I reiterate that we are conducting our own inquiry into the revision of the code of conduct, which is long overdue and has been interrupted by several general elections in recent years. We are doing a comprehensive trawl of options and considering how our own code intersects with the ICGS, with the ministerial code and with the codes of political parties. Members of Parliament are subject to many codes. The public are very confused, and have either no interest or no confidence in the systems, which overlap and conflict with each other, that we have created for the various roles that people adopt in this Parliament. We have a very big task—to reduce that confusion. There is, indeed, a lot of confusion amongst right hon. and hon. Members who do not understand how these things work.
So there needs to be a much higher level of engagement and understanding and a simplification and clarification, and that is what we are working on now. I hope that we will learn from the work of the panel, and if the panel is a success, we may well learn some very positive lessons.
From the start, the SNP has welcomed and co-operated with the development and implementation of the ICGS process. Like others, I pay tribute to the former Leader of the House, the right hon. Member for South Northamptonshire (Andrea Leadsom). I also pay tribute to my hon. Friend —he really ought to be my right hon. Friend—the Member for Perth and North Perthshire (Pete Wishart). There is an extremely well qualified and distinguished line-up of individuals for approval. [Interruption.] I am sure that was tremendously funny, but I did not catch that sedentary intervention. A very distinguished panel of candidates has been brought before us, from a range of backgrounds, from across the four nations.
I just misled the House. The hon. Member for Perth and North Perthshire (Pete Wishart) would not have to swear allegiance to the Crown; he would have the oath administered to him. So it is rather like having an injection; it is just given to you. Whether we like it or not, and whether we agree with it or not, the oath is just given to you. If the hon. Gentleman wants to be a Privy Counsellor, he would have to go through that process.
It is slightly off topic, Madam Deputy Speaker, but the best way to find out would be for the Leader of the House to phone up my hon. Friend the Member for Perth and North Perthshire and make that offer to him; then we will see whether or not he rises to the offer of joining Her Majesty’s Privy Council.
I do not know whether any of the candidates in this line-up are Privy Counsellors as yet, but they have all left distinguished careers, they have experience across the four nations of the United Kingdom, which is welcome, and it is a gender-balanced line-up as well—although, as the shadow Leader of the House says, there is always more that can be done to promote ethnic diversity. But I think we should thank the Clerk Assistant and the panel for selecting such quality final panellists out of all the candidates who came forward.
I just wonder whether the Leader of the House was in touch with the candidates yesterday to explain the slightly unedifying scenes that took place when the motion was suddenly withdrawn without notice. I know that when lay people are being appointed by the House to commissions and so on, they quite often watch with anticipation to see what happens—they may well be watching just now—and they may have been a little bit shocked yesterday. If notice was not given to them, I hope that some kind of apology or explanation has been given for the kind of unedifying scenes that we went through yesterday, which cannot have exactly filled them with confidence about the commitments that they are about to take up. I am glad that they are taking them up, however.

Questions on the material>
#1 In the debate passage, which things does the speaker say the House's own code of conduct is being considered alongside? List all of them.
#2 Extend the debate passage by writing a few more sentences of the speech that pick up after its final sentence.

Supplied entries>
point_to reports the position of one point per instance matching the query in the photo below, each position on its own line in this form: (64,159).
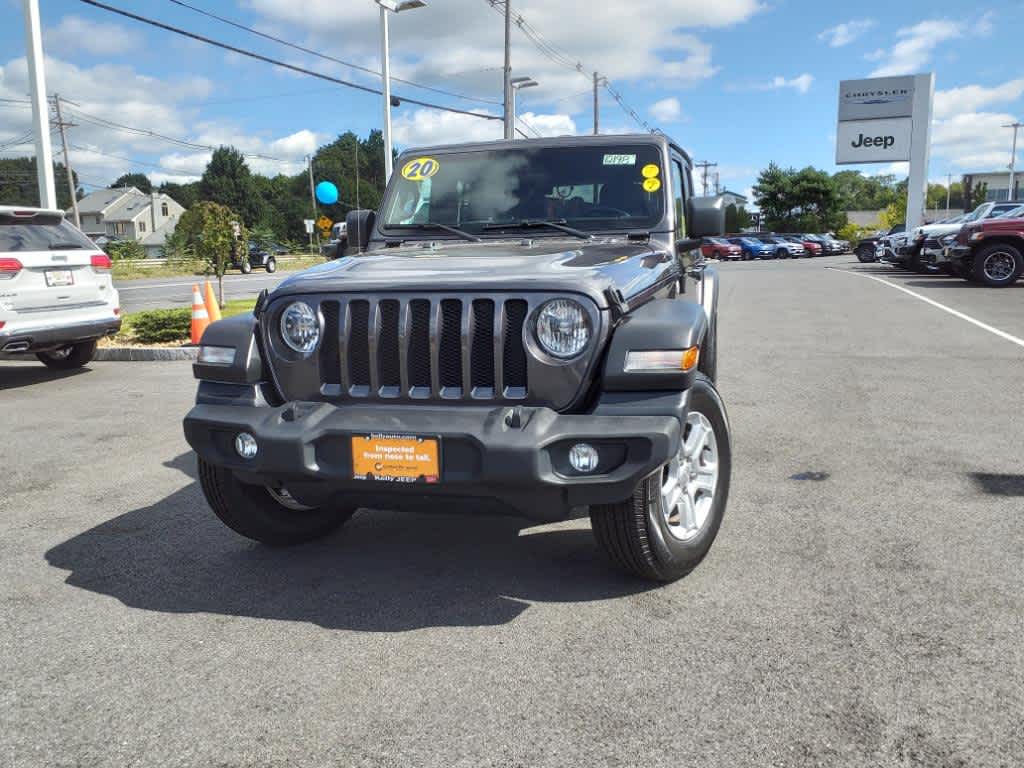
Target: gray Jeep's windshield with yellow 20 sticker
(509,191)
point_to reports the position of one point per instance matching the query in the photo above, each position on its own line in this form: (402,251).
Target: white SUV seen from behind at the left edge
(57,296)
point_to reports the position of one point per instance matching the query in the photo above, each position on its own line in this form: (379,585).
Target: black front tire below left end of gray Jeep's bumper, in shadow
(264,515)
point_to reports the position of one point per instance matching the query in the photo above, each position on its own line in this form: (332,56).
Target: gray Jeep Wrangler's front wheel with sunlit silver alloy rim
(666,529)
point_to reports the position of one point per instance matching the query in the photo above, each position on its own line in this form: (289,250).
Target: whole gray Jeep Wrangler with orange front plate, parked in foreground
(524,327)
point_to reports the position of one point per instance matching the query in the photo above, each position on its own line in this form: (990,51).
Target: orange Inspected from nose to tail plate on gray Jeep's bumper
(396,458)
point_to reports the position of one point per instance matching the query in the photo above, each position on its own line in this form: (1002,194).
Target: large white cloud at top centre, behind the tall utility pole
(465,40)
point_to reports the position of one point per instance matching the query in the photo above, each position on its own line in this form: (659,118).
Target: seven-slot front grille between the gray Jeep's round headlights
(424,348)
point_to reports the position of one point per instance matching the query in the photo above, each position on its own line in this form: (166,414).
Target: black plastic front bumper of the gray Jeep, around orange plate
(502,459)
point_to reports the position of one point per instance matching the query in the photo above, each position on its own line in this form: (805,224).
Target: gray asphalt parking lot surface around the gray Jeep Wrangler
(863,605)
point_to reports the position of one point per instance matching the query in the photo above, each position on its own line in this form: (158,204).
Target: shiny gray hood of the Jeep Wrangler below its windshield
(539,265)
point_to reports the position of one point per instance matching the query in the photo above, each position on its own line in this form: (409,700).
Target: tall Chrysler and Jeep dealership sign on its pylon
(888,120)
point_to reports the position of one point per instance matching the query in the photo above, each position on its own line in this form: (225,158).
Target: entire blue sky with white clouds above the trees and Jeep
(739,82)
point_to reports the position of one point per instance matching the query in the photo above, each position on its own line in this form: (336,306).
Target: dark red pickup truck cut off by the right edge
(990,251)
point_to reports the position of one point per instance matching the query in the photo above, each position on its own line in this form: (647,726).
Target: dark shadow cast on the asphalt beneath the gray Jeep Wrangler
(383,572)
--
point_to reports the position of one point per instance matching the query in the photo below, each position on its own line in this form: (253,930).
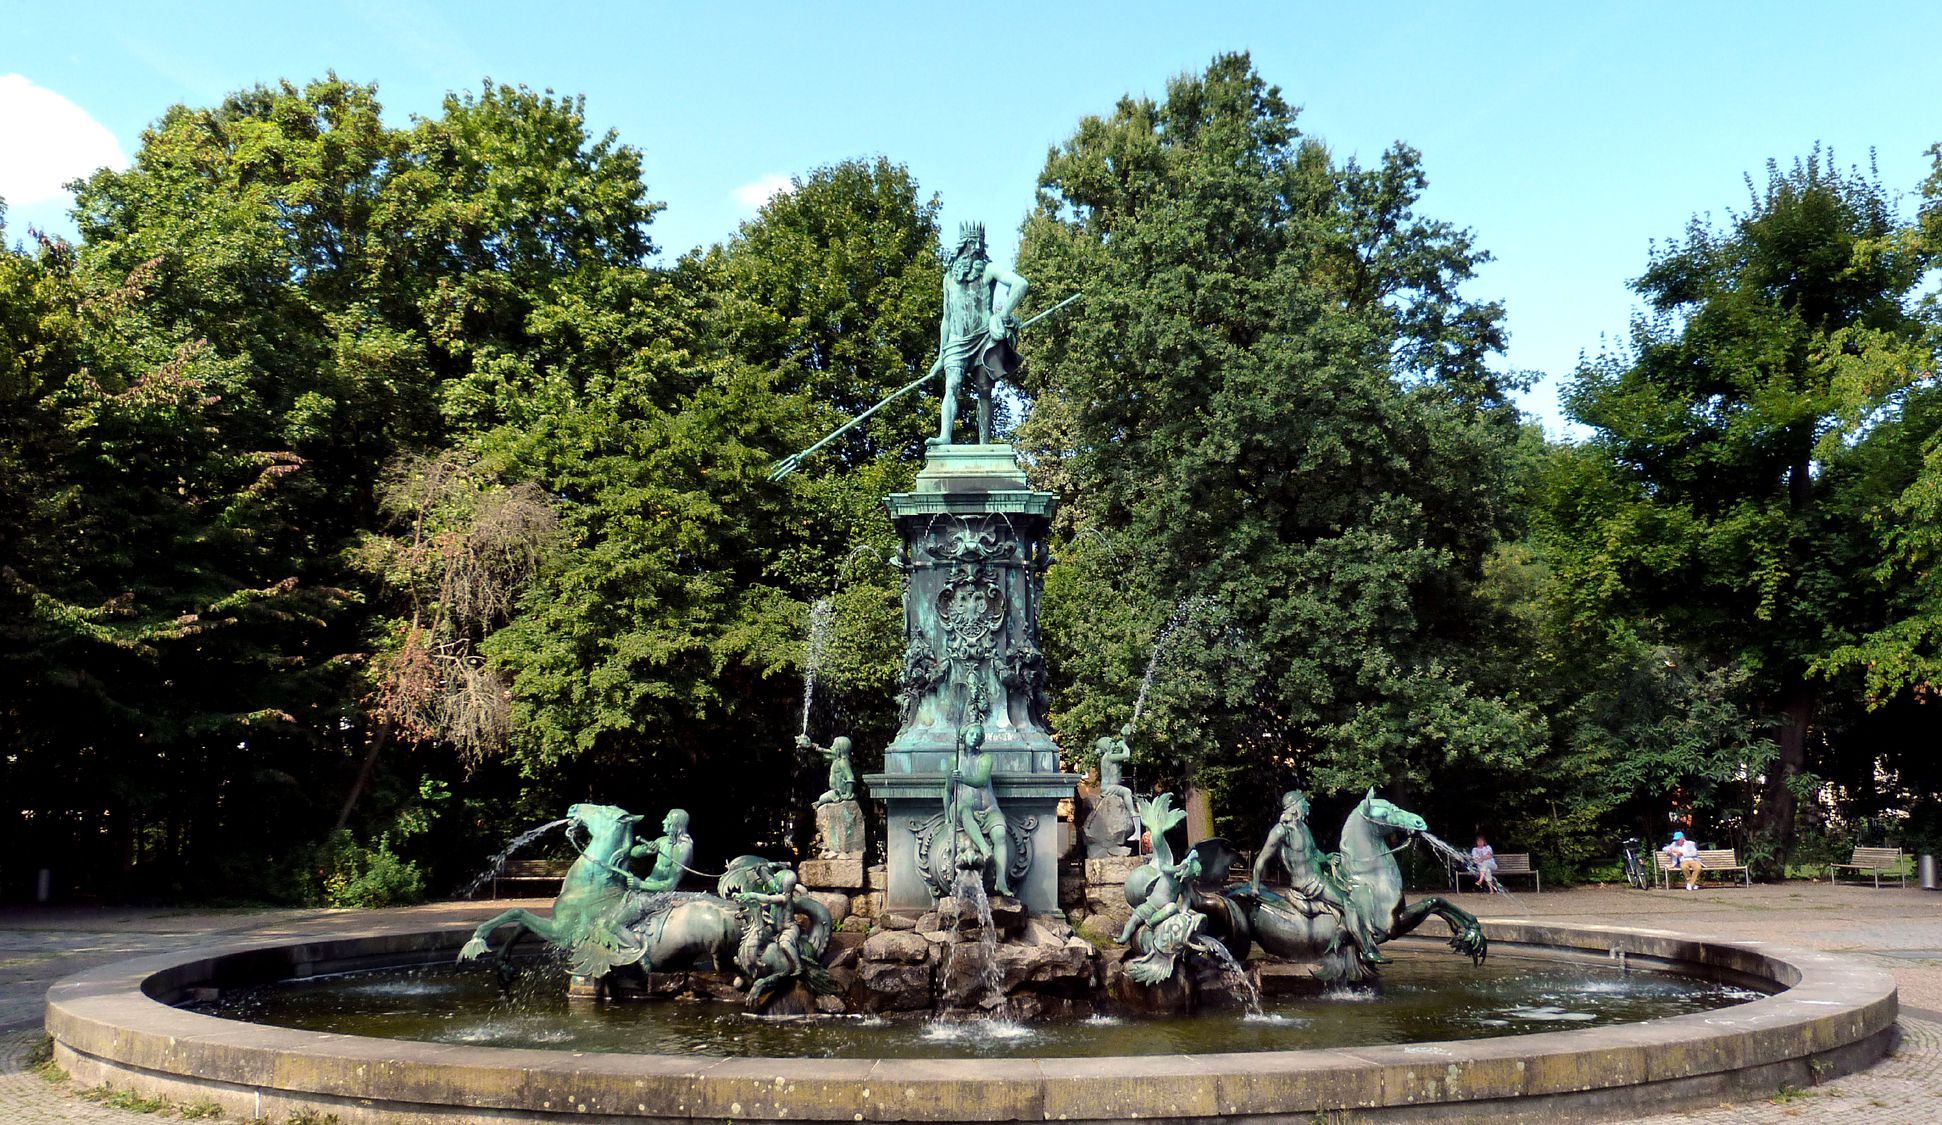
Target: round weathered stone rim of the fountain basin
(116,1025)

Answers to the problems>
#1
- The ICGS
- The ministerial code
- The codes of political parties

#2
It is absolutely right, as other hon. Members have said, that bullying and harassment of any kind are called out and properly investigated. They are completely unacceptable in any workplace, particularly the one that sets the rules and standards for the rest of the country. I have undertaken the valuing others training and the unconscious bias training and found them incredibly valuable; I know that many colleagues have as well when they have had the opportunity. I would recommend them to everyone.
I have a small point on undertaking the various training programmes, in particular the behaviour code training. I am sure that the hon. Gentleman and the right hon. Member for Walsall South (Valerie Vaz) will recall that it was supposed to be mandatory following the next general election.
Indeed. I do not know what any hon. Member’s reason for not taking part in it would be. We are all very busy, but the unconscious bias training that I took part in was delivered remotely via Zoom. Surely no harm can come from it; only good can come from taking part in some training. I would recommend it to everyone. What we are discussing now, and on the next motion, will help to strengthen the entire process. We look forward to moving forward.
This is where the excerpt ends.